[BRIEF]
Write out nothing except the lines running from the one containing "Target: khaki pants" to the last line of the data, exactly as they stand.

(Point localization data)

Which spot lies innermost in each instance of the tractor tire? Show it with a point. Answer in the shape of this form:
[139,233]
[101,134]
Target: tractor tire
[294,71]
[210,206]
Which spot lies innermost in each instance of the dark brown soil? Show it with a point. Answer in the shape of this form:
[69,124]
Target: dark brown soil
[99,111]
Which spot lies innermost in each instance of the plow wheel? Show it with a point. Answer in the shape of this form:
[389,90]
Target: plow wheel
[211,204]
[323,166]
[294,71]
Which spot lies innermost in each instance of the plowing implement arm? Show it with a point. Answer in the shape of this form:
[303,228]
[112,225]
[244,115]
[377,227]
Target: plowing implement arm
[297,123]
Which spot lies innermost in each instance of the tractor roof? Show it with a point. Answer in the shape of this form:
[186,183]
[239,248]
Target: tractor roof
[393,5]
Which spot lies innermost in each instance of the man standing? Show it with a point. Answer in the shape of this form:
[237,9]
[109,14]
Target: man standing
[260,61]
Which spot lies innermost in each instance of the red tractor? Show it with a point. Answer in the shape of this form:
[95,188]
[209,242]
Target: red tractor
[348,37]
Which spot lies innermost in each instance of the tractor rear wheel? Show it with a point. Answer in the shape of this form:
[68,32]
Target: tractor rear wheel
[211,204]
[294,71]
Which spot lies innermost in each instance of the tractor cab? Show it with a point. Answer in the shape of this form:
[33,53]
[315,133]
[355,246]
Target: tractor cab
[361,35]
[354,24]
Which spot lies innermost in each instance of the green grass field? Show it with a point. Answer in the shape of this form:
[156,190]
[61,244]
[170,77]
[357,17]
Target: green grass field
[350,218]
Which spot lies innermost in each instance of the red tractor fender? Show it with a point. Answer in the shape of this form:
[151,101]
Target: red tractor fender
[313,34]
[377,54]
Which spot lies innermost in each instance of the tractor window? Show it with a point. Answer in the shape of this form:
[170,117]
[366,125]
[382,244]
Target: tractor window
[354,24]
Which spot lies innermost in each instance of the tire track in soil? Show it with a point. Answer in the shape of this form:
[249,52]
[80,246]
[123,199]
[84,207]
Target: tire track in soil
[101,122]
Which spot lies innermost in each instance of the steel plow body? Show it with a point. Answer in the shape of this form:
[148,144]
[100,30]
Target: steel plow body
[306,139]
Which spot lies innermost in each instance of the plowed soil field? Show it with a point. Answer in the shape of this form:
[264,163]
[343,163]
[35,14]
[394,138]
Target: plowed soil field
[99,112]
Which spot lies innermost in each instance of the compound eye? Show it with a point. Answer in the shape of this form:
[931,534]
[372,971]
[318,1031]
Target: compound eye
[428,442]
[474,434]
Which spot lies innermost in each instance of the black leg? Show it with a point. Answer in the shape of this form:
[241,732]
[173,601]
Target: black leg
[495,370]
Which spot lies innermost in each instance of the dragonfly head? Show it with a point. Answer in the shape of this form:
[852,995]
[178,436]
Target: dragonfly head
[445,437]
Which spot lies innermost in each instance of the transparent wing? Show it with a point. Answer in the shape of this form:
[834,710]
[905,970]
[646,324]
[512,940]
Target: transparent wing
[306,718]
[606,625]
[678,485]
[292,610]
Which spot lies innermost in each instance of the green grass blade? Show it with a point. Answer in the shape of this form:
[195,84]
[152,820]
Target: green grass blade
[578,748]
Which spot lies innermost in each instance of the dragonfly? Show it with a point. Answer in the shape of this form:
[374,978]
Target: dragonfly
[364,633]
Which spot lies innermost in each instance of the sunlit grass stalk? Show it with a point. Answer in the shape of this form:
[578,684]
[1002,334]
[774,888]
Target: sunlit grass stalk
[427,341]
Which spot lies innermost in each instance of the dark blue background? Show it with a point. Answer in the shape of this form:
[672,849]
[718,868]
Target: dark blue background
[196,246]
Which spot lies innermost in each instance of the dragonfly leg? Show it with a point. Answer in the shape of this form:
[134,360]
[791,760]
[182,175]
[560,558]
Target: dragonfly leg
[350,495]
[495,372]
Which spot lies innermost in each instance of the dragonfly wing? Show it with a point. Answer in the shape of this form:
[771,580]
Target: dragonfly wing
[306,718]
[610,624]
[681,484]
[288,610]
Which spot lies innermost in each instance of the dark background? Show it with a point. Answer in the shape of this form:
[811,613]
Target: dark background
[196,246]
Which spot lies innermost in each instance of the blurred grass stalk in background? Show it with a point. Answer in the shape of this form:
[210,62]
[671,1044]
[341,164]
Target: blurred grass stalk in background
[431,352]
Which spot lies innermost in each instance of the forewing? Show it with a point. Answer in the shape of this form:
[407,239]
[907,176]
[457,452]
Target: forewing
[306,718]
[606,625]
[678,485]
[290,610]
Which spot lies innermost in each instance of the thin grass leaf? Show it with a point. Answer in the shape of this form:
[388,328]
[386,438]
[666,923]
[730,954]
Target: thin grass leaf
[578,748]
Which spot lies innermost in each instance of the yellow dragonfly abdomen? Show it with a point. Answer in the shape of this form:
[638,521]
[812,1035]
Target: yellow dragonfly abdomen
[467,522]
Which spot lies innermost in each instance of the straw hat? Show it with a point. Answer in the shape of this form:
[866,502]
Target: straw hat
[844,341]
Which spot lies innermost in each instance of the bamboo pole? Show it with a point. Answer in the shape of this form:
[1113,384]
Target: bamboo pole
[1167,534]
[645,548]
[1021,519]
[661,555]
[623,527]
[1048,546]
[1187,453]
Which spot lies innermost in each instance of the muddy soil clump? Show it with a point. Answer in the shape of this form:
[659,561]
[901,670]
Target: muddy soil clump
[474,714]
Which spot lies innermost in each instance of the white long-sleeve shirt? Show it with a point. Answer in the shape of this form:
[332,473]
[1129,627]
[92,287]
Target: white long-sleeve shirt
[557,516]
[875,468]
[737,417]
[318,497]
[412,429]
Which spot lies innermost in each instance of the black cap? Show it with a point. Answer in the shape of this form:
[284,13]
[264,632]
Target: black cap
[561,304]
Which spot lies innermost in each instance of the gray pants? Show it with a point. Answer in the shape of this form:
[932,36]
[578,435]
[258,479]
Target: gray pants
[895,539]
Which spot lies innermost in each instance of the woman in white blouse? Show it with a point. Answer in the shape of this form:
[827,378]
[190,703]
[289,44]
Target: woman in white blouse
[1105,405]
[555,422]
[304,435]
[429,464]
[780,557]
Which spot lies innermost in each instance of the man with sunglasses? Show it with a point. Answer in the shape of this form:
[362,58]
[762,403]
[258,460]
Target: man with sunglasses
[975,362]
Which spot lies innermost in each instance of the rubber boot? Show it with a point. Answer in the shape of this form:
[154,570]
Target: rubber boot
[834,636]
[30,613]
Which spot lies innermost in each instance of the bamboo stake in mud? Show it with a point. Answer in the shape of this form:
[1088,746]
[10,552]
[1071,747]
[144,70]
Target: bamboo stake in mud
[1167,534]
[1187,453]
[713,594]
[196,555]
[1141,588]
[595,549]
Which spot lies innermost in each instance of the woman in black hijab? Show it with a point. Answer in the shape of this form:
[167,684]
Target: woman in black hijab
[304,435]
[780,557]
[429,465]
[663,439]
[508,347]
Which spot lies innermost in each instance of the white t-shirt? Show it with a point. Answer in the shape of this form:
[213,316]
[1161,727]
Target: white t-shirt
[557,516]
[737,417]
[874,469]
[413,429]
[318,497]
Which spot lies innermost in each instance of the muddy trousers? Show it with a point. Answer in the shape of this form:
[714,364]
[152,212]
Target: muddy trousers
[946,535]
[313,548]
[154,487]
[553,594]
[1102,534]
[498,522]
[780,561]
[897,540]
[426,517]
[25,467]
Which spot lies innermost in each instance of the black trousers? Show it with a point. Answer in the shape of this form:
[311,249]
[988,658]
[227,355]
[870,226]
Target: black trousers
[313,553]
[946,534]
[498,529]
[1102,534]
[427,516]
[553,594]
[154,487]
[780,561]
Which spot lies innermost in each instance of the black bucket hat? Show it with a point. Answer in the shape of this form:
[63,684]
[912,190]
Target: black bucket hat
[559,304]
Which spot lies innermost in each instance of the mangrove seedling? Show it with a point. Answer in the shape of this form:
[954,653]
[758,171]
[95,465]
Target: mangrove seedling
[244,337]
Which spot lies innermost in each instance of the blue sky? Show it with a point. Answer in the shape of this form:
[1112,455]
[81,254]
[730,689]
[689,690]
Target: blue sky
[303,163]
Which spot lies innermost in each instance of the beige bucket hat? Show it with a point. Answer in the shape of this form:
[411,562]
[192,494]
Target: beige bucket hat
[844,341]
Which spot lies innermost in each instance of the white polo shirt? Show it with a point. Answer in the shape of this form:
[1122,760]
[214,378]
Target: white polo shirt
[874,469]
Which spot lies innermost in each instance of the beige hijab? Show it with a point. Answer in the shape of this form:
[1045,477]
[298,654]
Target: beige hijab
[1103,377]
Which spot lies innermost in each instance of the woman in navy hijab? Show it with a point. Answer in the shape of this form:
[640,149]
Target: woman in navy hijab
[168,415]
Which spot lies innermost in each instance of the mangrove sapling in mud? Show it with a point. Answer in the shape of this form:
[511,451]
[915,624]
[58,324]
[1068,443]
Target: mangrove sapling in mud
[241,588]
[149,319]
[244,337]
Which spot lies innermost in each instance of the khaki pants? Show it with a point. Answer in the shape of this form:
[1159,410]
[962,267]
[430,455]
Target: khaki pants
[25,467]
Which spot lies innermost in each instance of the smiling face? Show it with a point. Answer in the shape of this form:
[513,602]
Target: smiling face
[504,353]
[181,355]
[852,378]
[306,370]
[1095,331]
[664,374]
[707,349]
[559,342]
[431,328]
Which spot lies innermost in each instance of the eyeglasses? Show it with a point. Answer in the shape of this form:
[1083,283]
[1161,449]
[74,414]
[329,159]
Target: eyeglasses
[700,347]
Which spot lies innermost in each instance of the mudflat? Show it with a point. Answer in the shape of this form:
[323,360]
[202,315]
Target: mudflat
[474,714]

[OUTPUT OF THE TASK]
Target: khaki pants
[25,467]
Which spot lies innermost in each instance of the smiling face? Show it with a point. Answer in the shape of this form:
[513,602]
Target: smiling face
[504,353]
[181,355]
[852,378]
[306,370]
[1095,331]
[664,374]
[707,349]
[559,342]
[431,328]
Which spot lies innermost in each instance of the eyeglasses? Show it with a point. Answer in the shape of this form:
[1083,283]
[1161,449]
[74,414]
[329,159]
Target: eyeglasses
[700,347]
Which spot lies innermost in each instance of the mudflat? Show it with a point. Answer in the shape of this form:
[323,360]
[202,315]
Target: mudflat
[474,714]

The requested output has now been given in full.